Provided material -
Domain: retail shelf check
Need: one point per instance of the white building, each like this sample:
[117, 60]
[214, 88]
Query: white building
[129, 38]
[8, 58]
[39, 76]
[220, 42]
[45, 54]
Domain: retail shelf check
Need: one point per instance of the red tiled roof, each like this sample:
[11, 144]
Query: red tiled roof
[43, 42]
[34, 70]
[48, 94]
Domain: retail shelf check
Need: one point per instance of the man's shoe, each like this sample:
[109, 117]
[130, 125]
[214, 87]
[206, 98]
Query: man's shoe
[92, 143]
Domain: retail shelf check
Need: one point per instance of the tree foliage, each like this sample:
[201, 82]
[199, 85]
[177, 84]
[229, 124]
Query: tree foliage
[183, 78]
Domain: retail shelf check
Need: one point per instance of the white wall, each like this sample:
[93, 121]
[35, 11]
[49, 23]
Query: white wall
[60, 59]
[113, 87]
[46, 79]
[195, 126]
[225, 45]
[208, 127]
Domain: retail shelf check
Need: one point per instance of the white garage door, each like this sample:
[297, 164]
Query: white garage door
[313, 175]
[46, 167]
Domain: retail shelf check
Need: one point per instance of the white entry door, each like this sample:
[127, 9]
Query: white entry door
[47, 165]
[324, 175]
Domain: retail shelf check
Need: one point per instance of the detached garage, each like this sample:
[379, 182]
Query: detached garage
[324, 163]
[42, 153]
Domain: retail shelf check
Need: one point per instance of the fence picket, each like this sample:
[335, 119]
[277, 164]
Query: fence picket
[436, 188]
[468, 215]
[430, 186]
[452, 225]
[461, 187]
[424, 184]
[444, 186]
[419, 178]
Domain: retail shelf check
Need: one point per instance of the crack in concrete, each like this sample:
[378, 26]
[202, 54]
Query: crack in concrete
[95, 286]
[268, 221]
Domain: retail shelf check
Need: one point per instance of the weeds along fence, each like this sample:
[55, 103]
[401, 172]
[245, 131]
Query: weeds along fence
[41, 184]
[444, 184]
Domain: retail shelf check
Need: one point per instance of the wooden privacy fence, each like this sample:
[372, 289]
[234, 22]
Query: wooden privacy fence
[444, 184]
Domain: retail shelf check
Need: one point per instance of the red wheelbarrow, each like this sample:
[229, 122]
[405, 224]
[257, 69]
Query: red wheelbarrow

Your instructions - In the data above, find the line containing "Query: wooden privacy fence", then copy it and every later line exactly.

Result of the task -
Query: wooden privacy fence
[444, 184]
Domain: retail shelf check
Need: one point per instance of the red wheelbarrow, each like this sample:
[229, 122]
[405, 224]
[257, 69]
Query: red wheelbarrow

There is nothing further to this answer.